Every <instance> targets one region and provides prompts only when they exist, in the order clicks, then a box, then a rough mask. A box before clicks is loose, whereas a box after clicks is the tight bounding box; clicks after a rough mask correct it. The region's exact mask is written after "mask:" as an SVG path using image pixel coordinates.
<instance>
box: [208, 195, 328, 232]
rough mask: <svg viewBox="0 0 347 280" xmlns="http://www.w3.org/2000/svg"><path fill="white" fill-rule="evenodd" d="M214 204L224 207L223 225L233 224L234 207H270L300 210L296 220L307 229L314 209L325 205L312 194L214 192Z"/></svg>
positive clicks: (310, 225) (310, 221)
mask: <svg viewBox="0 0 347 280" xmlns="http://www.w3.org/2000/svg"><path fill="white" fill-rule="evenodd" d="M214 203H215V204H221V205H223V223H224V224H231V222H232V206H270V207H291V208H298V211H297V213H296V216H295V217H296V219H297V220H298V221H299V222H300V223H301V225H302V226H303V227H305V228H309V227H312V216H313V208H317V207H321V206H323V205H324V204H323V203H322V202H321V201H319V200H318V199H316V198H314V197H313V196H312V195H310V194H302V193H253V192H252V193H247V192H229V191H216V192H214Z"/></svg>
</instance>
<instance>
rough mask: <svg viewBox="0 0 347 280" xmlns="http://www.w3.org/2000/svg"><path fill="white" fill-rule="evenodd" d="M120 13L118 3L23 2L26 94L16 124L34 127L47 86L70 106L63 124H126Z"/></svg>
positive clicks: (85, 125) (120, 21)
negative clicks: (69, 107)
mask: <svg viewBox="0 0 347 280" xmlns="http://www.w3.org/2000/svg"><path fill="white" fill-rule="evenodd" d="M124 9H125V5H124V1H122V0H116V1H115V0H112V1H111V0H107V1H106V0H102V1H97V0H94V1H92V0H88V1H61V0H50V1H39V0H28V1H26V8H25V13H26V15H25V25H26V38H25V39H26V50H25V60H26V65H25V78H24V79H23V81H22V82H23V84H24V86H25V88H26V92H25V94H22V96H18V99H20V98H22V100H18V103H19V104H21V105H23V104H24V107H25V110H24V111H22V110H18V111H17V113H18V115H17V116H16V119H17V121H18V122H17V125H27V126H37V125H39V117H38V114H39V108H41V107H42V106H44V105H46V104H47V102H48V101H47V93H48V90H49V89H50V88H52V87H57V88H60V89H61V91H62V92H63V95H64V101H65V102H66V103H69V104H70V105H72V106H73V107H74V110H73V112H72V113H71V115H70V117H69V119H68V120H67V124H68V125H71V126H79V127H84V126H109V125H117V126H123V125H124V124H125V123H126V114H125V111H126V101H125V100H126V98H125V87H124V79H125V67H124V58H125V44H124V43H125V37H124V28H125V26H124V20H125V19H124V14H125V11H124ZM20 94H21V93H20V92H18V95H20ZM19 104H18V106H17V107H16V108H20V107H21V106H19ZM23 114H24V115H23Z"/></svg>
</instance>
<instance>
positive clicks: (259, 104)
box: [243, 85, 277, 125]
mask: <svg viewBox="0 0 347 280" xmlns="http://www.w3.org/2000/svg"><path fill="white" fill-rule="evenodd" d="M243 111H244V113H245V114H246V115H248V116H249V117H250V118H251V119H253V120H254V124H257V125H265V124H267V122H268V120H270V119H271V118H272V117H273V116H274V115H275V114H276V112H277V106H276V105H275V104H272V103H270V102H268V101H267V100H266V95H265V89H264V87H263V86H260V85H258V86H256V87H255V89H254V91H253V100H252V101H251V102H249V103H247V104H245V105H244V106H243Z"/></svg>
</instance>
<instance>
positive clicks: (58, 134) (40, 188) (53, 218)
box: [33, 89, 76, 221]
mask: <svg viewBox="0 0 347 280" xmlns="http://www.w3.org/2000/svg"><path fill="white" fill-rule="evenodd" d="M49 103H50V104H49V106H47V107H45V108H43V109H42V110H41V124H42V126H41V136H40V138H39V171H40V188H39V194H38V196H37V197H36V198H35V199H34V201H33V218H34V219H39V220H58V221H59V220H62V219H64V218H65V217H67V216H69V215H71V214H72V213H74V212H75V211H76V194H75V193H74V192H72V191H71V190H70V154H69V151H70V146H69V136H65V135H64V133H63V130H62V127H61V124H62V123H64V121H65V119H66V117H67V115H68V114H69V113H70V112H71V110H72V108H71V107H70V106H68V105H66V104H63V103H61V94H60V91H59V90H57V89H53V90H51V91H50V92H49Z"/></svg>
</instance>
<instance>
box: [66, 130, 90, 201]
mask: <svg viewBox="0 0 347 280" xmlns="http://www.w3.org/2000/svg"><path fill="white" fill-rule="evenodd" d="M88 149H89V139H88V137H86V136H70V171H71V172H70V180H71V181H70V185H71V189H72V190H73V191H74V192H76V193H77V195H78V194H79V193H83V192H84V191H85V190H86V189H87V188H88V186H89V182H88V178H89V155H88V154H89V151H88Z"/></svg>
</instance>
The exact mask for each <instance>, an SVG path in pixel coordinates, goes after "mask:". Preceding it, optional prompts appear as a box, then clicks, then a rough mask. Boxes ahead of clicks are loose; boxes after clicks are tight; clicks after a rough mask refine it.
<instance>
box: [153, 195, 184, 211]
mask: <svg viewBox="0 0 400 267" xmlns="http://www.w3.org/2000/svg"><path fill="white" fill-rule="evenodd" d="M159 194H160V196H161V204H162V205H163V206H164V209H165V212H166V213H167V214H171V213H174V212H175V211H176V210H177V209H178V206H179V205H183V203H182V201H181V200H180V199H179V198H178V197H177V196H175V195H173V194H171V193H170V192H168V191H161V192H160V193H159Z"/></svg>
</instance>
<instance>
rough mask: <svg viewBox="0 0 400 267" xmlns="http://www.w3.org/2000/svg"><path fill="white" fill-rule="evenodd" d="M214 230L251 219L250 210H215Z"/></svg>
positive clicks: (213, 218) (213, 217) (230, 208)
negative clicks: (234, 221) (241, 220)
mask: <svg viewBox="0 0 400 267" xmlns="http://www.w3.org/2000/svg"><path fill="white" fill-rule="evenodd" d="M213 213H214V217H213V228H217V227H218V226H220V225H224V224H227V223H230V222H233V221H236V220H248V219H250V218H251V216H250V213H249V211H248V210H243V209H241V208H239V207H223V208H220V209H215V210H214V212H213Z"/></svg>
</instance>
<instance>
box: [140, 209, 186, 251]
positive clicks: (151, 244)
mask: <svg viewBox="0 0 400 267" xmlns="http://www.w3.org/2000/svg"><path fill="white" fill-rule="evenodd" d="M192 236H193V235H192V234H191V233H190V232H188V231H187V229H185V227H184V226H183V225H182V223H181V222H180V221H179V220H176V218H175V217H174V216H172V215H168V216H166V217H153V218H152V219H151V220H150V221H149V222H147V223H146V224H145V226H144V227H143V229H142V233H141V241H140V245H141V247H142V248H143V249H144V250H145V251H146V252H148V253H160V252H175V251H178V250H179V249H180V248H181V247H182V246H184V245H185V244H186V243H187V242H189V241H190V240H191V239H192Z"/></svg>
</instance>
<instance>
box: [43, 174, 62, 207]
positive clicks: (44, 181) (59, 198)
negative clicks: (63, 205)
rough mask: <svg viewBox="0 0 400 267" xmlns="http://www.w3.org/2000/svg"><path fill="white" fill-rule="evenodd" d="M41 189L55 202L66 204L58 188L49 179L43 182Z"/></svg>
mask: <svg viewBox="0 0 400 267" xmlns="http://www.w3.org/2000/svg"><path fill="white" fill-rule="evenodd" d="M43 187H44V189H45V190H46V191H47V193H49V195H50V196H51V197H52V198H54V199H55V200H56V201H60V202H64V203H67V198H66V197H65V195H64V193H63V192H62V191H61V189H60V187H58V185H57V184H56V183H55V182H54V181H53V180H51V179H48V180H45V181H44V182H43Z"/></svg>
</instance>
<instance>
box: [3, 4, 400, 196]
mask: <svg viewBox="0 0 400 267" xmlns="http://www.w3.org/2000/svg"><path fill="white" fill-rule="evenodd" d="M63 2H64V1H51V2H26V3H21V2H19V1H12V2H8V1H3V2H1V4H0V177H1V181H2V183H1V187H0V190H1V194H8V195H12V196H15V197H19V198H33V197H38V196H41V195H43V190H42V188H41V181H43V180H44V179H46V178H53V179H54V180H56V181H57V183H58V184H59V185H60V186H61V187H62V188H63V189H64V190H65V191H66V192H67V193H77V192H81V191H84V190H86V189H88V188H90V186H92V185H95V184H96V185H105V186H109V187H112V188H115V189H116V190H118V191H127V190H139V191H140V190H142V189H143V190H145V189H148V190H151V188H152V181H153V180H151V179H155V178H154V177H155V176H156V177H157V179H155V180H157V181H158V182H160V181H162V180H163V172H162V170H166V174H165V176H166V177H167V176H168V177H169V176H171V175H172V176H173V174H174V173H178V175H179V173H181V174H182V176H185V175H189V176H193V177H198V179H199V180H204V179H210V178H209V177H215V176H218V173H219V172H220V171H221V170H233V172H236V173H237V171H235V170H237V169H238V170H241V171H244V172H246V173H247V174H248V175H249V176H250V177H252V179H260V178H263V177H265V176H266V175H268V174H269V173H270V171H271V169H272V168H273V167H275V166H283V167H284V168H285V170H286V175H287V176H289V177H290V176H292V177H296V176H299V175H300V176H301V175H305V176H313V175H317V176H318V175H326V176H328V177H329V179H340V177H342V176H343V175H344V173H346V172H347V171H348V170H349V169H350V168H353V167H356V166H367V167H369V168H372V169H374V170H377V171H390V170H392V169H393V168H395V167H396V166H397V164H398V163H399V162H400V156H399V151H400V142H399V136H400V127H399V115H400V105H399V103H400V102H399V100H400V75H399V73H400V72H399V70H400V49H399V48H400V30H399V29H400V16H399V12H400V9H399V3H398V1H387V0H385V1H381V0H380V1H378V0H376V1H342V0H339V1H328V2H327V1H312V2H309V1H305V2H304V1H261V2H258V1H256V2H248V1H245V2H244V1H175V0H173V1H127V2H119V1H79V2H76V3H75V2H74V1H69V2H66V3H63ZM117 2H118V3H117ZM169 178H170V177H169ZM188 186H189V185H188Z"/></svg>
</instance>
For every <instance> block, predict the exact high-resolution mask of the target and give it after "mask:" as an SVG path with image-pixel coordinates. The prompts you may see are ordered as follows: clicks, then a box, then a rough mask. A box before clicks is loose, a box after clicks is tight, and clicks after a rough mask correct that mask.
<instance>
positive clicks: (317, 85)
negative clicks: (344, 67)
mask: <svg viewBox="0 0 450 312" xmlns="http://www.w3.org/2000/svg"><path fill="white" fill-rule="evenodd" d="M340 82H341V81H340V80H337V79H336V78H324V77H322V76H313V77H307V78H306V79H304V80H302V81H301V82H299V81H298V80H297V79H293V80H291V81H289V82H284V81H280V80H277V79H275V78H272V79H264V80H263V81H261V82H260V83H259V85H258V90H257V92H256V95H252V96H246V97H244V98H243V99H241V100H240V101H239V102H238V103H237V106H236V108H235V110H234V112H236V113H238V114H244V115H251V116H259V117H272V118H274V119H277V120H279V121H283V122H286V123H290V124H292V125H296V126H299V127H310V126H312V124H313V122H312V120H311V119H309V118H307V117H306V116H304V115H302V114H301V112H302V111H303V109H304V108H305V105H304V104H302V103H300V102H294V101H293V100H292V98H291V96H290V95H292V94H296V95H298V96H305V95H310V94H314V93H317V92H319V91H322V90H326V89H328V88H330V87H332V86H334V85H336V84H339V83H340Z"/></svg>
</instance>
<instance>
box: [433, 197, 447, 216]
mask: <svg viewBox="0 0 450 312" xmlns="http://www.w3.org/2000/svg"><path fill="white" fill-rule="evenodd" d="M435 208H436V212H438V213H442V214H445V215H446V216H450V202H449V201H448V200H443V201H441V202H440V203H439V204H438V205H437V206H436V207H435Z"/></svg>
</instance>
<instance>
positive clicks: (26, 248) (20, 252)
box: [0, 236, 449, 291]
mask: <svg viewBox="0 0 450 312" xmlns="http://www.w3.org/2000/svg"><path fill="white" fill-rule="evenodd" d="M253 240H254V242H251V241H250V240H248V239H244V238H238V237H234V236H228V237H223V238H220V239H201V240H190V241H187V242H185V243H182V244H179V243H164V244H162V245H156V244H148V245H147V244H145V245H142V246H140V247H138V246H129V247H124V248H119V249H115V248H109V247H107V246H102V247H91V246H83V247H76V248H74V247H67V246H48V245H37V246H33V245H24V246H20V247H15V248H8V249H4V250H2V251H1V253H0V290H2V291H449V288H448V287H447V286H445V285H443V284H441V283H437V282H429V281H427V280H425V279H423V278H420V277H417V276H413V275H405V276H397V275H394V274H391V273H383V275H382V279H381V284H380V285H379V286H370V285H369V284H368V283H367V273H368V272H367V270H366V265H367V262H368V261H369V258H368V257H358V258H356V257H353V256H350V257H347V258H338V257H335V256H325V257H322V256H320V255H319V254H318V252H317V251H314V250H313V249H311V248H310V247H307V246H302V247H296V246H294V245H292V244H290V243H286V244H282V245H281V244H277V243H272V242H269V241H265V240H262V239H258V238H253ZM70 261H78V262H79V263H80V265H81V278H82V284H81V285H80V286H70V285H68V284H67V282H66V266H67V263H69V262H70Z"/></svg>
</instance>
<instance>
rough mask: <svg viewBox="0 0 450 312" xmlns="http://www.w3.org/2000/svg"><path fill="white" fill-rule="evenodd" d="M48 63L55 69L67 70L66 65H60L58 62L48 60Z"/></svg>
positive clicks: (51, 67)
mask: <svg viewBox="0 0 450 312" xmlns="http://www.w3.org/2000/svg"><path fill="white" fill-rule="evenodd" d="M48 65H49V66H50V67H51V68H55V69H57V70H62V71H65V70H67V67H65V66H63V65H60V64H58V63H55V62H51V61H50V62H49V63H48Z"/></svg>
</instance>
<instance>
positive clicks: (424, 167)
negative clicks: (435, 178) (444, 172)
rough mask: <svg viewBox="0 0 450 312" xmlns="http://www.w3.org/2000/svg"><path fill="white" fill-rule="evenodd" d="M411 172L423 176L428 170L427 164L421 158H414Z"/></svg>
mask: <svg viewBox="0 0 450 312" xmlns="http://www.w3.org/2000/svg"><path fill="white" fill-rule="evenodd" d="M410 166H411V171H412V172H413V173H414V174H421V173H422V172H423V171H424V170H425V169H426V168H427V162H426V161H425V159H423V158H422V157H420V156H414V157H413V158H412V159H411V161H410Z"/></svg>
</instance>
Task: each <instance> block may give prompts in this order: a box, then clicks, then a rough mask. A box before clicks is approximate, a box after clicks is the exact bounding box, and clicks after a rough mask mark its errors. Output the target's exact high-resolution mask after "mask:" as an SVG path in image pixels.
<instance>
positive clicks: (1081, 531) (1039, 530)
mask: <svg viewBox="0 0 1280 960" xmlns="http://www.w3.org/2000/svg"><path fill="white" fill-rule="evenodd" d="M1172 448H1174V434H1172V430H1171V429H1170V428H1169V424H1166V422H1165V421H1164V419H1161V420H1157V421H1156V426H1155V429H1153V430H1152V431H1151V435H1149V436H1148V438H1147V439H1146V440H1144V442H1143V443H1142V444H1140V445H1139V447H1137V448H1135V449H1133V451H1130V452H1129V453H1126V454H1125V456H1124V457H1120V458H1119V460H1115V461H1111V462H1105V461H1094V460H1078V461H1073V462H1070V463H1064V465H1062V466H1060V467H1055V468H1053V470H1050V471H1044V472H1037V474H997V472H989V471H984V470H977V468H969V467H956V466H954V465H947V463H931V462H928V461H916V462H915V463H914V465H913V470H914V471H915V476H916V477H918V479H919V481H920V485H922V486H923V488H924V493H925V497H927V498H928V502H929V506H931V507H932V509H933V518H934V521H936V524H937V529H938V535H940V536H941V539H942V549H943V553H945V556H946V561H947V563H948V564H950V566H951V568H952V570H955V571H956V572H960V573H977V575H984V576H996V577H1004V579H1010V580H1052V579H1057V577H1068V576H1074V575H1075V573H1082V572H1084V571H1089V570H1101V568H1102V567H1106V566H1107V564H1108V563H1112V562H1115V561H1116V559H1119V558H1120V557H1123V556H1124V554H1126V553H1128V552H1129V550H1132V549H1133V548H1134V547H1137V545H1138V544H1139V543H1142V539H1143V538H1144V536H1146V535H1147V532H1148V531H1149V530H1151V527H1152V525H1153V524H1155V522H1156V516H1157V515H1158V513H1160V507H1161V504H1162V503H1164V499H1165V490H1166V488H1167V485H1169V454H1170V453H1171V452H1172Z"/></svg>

*What to do*.
Turn everything from the start of the items down to and including the line containing "box: [208, 195, 328, 232]" into a Markdown table with the columns Row and Text. Number each row and skip blank lines.

*Answer box*.
| Row | Text |
|---|---|
| 1 | Every <instance> targets one region and provides prompts only when they exist, in the order clicks, then a box, then a rough mask. A box before clicks is loose, whereas a box after clicks is the tight bounding box; clicks after a rough mask correct it. The region's exact mask is written after "mask:" as an SVG path using image pixel coordinates. |
| 2 | <instance> |
| 3 | box: [208, 195, 328, 232] |